*Trecho citado*.
********************
Um número absolutamente alarmante para iniciar este artigo: cem milhões. Este é, aproximadamente, o número de pessoas hoje no Brasil que não tem acesso a tratamento de esgoto. Como resultado, doenças que atrasam a vida de crianças em fase escolar e adultos que já trabalham. Os números são impressionantes: em 2018, foram 15 mil vidas perdidas em decorrência de “saneamento ambiental inadequado” no Brasil, com 346 mil internações, sendo que uma parte não desprezível dos atingidos é de crianças e jovens. Dessa forma, qualidade de vida e produtividade são diretamente afetadas.
A aprovação do Novo Marco do Saneamento Básico ocorreu no Senado com uma votação realmente expressiva: 65 votos favoráveis e apenas 13 contrários. Agora seguirá para a sanção presidencial, o que deve ocorrer em breve. A partir da aprovação deste novo marco do saneamento básico no Brasil podemos observar que um serviço antes não acessível a praticamente metade da população brasileira passará a estar acessível nos próximos anos.
O que é o novo marco do saneamento?
Os três pontos mais essenciais deste novo marco são os seguintes:
(i) a necessidade de licitação e competição entre empresas (essas que podem ser as que já exercem o serviço atualmente ou novas empresas de origem privada);
(ii) o direcionamento em formato de metas para universalização dos serviços e;
(iii) regulação mais direta do setor por parte da Agência Nacional de Águas (ANA).
A diferença que isso pode fazer para o provimento dos serviços é a seguinte: a partir de agora, ao contrário da situação atual que se encontrava em boa parte do país, haverá necessidade direta de se estabelecerem prazos e metas realísticas para que o serviço seja colocado em operação.
Tal mudança nos faz lembrar o que ocorreu no final dos anos 90 com a privatização das telecomunicações. Naquele momento o país não possuía sequer 20 milhões de linhas de telefonia fixa. Por mais que o desenho regulatório tenha permitido uma concentração razoavelmente forte neste setor, hoje temos mais de uma linha móvel por habitante no país – o que mostra como, de fato, o serviço foi universalizado.
E as críticas?
********************
*Objetivo do exercício*.
Reescreva de forma mais breve o parágrafo do trecho citado que começa com "Um número absolutamente alarmante", conservando seus fatos principais.
********************
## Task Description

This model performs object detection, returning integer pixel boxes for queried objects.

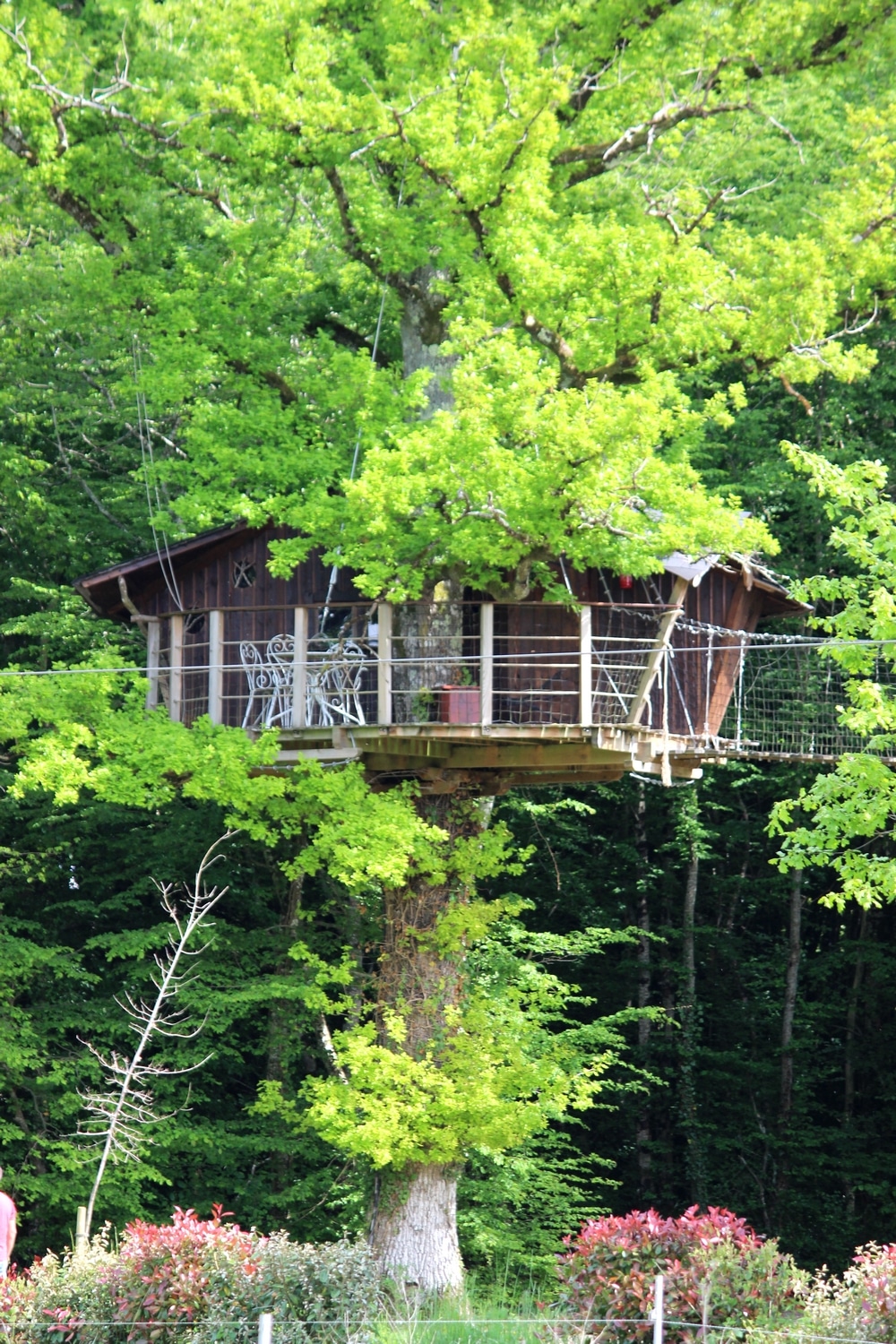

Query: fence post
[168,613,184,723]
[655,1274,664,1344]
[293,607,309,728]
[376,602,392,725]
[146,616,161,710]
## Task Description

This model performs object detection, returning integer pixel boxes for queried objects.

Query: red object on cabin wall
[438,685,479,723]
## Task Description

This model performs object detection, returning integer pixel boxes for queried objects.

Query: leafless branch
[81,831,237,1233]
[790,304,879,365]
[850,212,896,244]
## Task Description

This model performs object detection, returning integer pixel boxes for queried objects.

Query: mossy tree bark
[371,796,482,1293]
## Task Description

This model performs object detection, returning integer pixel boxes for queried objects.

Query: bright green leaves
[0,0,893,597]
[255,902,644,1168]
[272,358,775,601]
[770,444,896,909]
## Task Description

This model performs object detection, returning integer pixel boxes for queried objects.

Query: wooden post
********************
*Resposta*.
Cerca de cem milhões de pessoas no Brasil não têm acesso a tratamento de esgoto. Isso provoca doenças que atrasam a vida de crianças em fase escolar e de adultos que já trabalham. Em 2018, o saneamento ambiental inadequado causou 15 mil mortes e 346 mil internações no país, parte delas de crianças e jovens. Com isso, a qualidade de vida e a produtividade são diretamente afetadas.